>> Begin
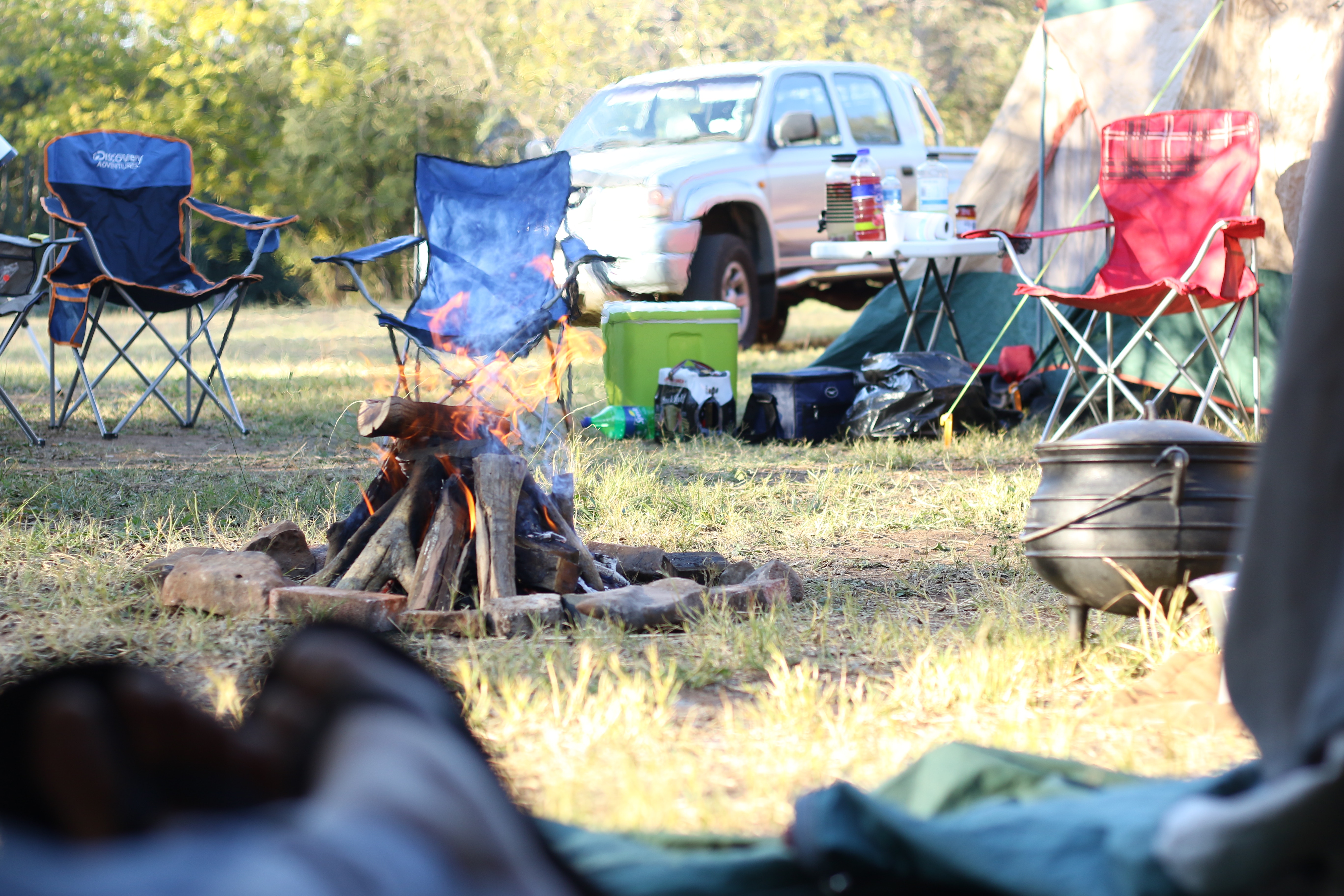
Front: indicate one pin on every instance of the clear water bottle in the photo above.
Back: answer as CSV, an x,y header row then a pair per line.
x,y
892,208
623,422
932,183
866,190
839,217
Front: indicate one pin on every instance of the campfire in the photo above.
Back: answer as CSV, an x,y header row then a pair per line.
x,y
453,511
467,526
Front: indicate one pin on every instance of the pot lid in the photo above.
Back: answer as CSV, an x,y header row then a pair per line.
x,y
1150,432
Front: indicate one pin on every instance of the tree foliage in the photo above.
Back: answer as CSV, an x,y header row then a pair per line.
x,y
319,107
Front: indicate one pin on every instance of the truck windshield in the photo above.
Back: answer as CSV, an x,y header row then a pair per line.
x,y
675,112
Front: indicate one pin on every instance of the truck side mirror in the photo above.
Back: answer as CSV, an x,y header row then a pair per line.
x,y
795,127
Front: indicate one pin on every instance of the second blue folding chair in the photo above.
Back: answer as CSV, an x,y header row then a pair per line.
x,y
492,236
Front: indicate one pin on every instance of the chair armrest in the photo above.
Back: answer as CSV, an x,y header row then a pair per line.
x,y
373,253
238,218
1245,228
261,232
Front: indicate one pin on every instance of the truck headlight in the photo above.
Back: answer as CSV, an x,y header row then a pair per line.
x,y
639,201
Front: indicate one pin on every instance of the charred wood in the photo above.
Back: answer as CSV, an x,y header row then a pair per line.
x,y
390,553
499,479
440,555
546,562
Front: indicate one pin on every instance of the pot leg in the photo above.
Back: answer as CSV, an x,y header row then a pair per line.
x,y
1078,624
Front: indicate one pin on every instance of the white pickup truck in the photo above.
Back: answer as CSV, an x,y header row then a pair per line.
x,y
706,183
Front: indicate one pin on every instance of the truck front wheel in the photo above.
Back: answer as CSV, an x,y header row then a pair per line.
x,y
722,272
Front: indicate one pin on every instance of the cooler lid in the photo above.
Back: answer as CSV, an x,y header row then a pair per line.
x,y
671,312
806,374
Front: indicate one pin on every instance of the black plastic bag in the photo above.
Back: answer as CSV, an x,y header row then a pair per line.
x,y
906,393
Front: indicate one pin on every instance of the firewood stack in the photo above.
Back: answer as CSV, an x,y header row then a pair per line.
x,y
453,519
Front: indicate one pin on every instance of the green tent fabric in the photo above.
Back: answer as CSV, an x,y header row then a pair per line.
x,y
984,301
963,819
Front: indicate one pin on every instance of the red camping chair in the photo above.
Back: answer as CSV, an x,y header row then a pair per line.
x,y
1173,183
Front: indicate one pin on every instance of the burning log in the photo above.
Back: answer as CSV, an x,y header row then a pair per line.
x,y
547,563
439,566
588,566
390,553
499,480
341,562
385,486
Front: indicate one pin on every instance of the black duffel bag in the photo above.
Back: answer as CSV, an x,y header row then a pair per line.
x,y
906,393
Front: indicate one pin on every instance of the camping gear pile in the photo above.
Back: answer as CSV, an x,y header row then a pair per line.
x,y
1136,504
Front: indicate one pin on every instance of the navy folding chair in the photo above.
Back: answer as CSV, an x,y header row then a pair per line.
x,y
490,285
128,198
23,263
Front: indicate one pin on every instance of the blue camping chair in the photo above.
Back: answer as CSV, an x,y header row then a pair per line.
x,y
492,234
128,198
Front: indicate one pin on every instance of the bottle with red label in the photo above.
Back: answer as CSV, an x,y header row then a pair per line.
x,y
866,190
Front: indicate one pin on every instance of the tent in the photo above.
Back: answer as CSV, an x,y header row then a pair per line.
x,y
1096,61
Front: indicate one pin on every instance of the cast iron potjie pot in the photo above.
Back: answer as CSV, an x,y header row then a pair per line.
x,y
1162,498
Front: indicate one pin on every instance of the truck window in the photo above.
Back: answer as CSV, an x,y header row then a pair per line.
x,y
807,93
868,111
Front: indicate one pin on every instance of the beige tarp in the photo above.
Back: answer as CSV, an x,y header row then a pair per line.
x,y
1272,57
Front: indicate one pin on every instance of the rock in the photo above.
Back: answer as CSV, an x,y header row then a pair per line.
x,y
464,624
236,584
523,615
158,570
640,563
780,570
644,606
364,609
287,546
751,596
702,566
736,573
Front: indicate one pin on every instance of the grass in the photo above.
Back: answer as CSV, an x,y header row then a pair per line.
x,y
923,625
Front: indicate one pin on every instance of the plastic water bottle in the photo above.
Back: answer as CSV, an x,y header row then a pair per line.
x,y
623,422
892,208
932,181
866,189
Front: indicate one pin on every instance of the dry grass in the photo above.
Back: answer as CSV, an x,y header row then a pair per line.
x,y
923,623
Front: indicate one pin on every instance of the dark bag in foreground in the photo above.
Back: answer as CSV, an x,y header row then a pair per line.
x,y
798,405
906,393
>> End
▸ **TO DO**: Write out the entries above word for word. Do not include the pictures.

▸ **RESPONSE**:
Front: indicate one pin on every instance of the clear water bottle in the photo above.
Back: answer as CSV, an x,y header row then a pair per line.
x,y
892,208
623,422
932,183
866,190
839,217
Front: indicate one pin on every instance of the campfire in the photo above.
Back: answer as CSV, an x,y header row then a pair per line.
x,y
453,511
467,526
Front: indicate one pin on every instance of the pot lid in the photo above.
Back: answer as CSV, an x,y header row then a pair per line.
x,y
1150,432
Front: indicate one pin on every instance of the tree foliage in the photo above.
Back: answer as CSV, an x,y header row then a pair per line.
x,y
319,107
Front: indicate one pin on every instance of the truck windshield in the photo above.
Back: answer as CSV, an x,y header row then a pair per line.
x,y
675,112
Front: indicate one pin on every instance of the truck side mirror in the photo above.
Back: answer as CSV, an x,y header row then a pair per line.
x,y
795,127
Front: indicate one pin on every instance of the second blue folding chair in the photo above.
Back: answer as CSV, an x,y header row then a pair per line.
x,y
492,236
Front: indicate one pin on every instance of the chair armrest in the photo above.
Back: answer as CSV, an x,y header row then a pair per line.
x,y
373,253
238,218
1245,228
261,232
Front: indicate one pin on every instance of the truck headlight in the photo above.
Back: answer as CSV, an x,y header row then a pair per line.
x,y
639,201
Front: indicate one pin on every instance of the charred wood in the photo above.
Back: answer as CSV, an x,y header row then a pair per line.
x,y
390,553
499,479
440,555
546,562
Front: indicate one pin on every instance of the pot leg in the photo above.
Back: answer as CSV, an x,y header row then a pair per line.
x,y
1078,624
Front: indicate one pin on every instance of the white pickup truck in the photo above.
Back: answer as CSV, an x,y header row then a pair per line.
x,y
706,183
Front: indicate one pin on every instance of the truck front wheel in the photo above.
Back: answer as CSV, an x,y header row then a pair per line.
x,y
722,272
Front: indicate one pin on every instance of the cooler lid in the photo above.
Back: answer as CSV, an x,y header row then a pair per line.
x,y
671,312
806,374
Front: indicate one pin on every instance of the black plastic bag in the photo above.
Back: answer as CSV, an x,y header row then a pair per line.
x,y
906,393
Front: indicate one pin on every instance of the firewood stack in the photo above.
Back: answer as CSV, an x,y header row then a pair per line.
x,y
453,519
Front: indicate one pin on every instance of the green tent fabric in the photo above.
Back: answer as CSV, an x,y header row then a pair per line.
x,y
984,301
963,819
Front: indicate one pin on every instance of the red camping chair in the photo above.
Back: answer as CSV, an x,y header row then a pair per line.
x,y
1173,183
Front: indicate one pin on every instance of the burning log in the photo above.
Back: answer as CSV, an x,y header row then a pair per line.
x,y
547,563
439,566
588,566
390,553
499,480
341,562
385,486
Front: indicate one pin on every instance of the black duffel bag in the photo above.
Back: answer as CSV, an x,y header row then a pair per line.
x,y
906,393
Front: indicate one pin on every instance of the camping gear pile in the photo above.
Back: answer as CSV, an x,y header row then a pair per line.
x,y
1136,504
Front: indicate one pin on every instance of the navy folding chair in the photo above.
Back: answer as CSV, an x,y header row then a pair per line.
x,y
490,285
128,198
23,263
Front: indicate one pin on every instance of the blue camping chair in the photo above.
Back: answer as CSV, an x,y header row then a pair per line.
x,y
492,234
128,198
Front: indicate one pin on every instance of the bottle with red label in the photo above.
Back: answer as CSV, an x,y header row then a pair per line.
x,y
866,190
Front: indicate one pin on every instance of the tent in the photo above.
Back: answer as CSV, an x,y header row then a pair per line.
x,y
1096,61
Front: indicate one pin on every instance of the cast iron potjie pot in the photo above.
Back: answer as CSV, an x,y header row then a pair per line.
x,y
1162,498
Front: indicate one pin on every instance of the truck window in the photo above.
Back: answer as CSV, an x,y header row then a pair per line.
x,y
807,93
868,111
Front: indicate one pin on every instance of the beige tarp in the photo above.
Back: answer as CSV, an x,y header row then a pair per line.
x,y
1272,57
Front: indicate one pin on every instance of the rock in the photo above.
Back: answer as CSV, an x,y header row then a pair per line.
x,y
464,624
236,584
523,615
158,570
640,563
780,570
644,606
364,609
287,546
751,596
702,566
736,573
Front: indicate one pin on every instance of the grass in the photo above.
Back: answer as CSV, an x,y header row then a pair per line.
x,y
923,625
Front: indicate one pin on every instance of the plastic water bottle in the photo above.
Back: answer as CSV, an x,y header row then a pair per line.
x,y
623,422
892,208
932,181
866,189
Front: indicate one pin on every instance of the dry grass in the photo above.
Back: answer as CSV, an x,y header row then a pair per line.
x,y
923,623
Front: indicate one pin on every instance of the dark bag in foreground in the photo above.
Back: answer as CSV, an x,y header row then a pair per line.
x,y
798,405
906,393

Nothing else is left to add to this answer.